List each line in the data below that contains the string "segment". Case matters.

(Records from a data collection)
_ _ _ _ _ _ _

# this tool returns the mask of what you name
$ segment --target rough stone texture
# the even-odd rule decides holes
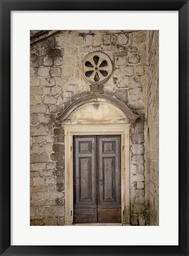
[[[146,220],[150,225],[159,225],[159,79],[158,31],[149,32],[148,84],[146,88],[145,141],[145,203]],[[141,34],[140,40],[144,40]]]
[[[64,135],[56,117],[75,100],[96,94],[117,98],[140,117],[131,127],[130,221],[158,225],[157,42],[158,31],[82,30],[31,44],[31,225],[64,225]],[[80,69],[96,51],[113,64],[101,86],[87,84]]]

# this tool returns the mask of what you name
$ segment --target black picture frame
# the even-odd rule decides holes
[[[1,3],[1,255],[188,255],[189,2],[186,0],[0,0]],[[99,4],[100,3],[100,4]],[[11,245],[11,11],[178,11],[179,245]],[[170,95],[170,97],[171,97]],[[171,110],[170,110],[171,111]]]

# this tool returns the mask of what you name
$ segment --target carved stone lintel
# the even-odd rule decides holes
[[[117,107],[127,117],[126,120],[128,123],[135,123],[136,119],[139,117],[139,116],[132,113],[130,108],[120,100],[107,95],[98,95],[95,96],[85,96],[76,100],[64,112],[60,114],[57,116],[57,120],[60,123],[64,123],[65,121],[67,121],[69,120],[73,113],[74,113],[77,108],[80,108],[83,105],[86,105],[87,104],[94,103],[94,104],[95,104],[97,103],[104,103],[105,104],[106,103]]]

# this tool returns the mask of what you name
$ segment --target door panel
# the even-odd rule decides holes
[[[99,136],[97,139],[98,222],[120,222],[120,136]]]
[[[74,223],[97,222],[96,137],[75,137]]]
[[[74,137],[74,222],[121,222],[120,136]]]

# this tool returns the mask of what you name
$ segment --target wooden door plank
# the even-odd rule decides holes
[[[96,223],[96,136],[74,136],[74,223]]]

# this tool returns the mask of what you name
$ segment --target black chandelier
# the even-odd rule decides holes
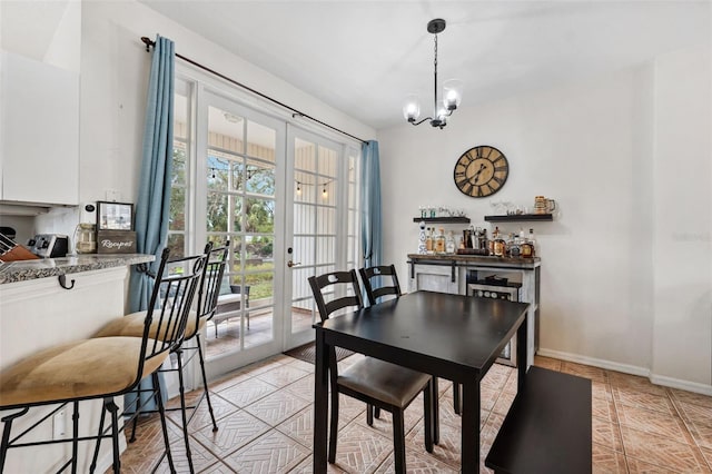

_ _ _ _ _ _ _

### Solution to the exercise
$ segment --target rough stone texture
$ segment --target black picture frame
$ segment --target carved stone lintel
$ segment --target door panel
$ segment --target wooden door plank
$ segment --target black chandelier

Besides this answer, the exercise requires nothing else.